▸ **Items from a labeling collection**:

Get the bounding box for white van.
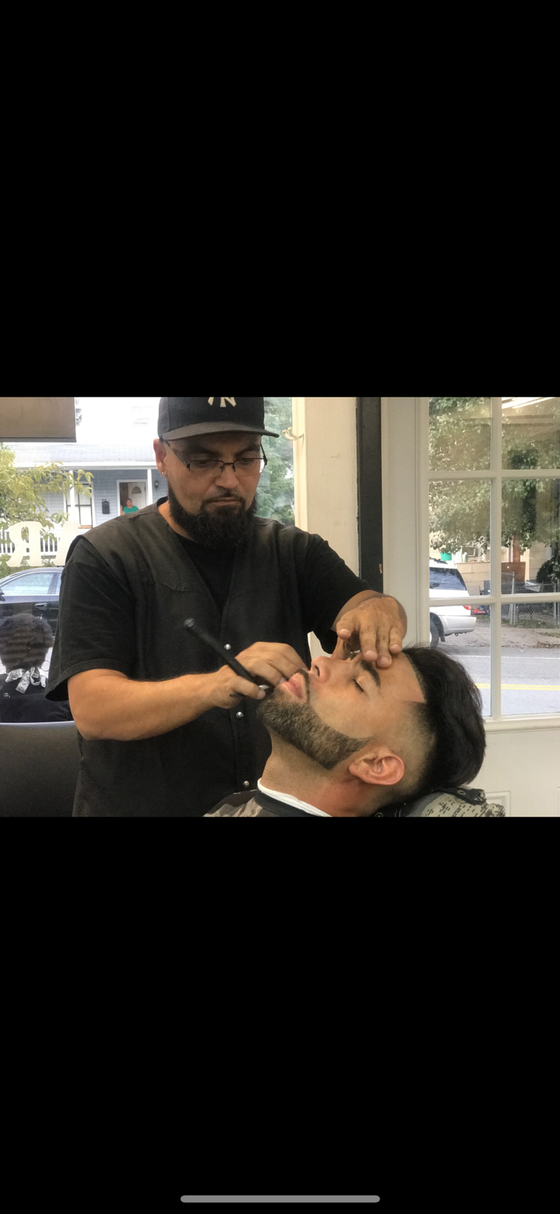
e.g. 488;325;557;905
430;561;476;649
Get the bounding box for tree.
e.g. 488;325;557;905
0;444;94;577
430;397;560;570
256;396;295;526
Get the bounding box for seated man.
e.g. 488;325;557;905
0;612;73;725
205;647;505;818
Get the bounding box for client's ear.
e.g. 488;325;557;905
349;750;405;784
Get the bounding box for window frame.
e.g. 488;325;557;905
425;396;560;731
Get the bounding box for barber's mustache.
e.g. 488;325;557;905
204;493;241;506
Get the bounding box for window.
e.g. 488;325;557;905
256;396;295;526
429;397;560;720
0;569;52;599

▸ **Task to complete**:
Switch every "Get" in the records above to "Find" and write all the records out again with nothing else changed, leaving out the pictures.

▸ **The answer**:
Find the bounding box for white van.
e.g. 488;325;557;905
430;561;476;649
Find the bounding box for tree.
e.g. 488;325;557;905
0;444;94;577
430;397;560;570
256;396;295;526
Find the bounding box for seated man.
e.g. 488;325;557;905
0;612;73;725
205;647;505;818
Find the bounding box for client's ear.
e.g. 488;325;557;905
349;750;405;784
Find the bounding box for window frame.
e.g. 488;325;557;905
425;396;560;731
Find the bounding box for barber's mustache.
e.g. 488;325;557;905
204;493;241;506
Find the bounding box for window.
e.g. 488;325;557;905
256;396;295;526
429;397;560;720
0;569;52;599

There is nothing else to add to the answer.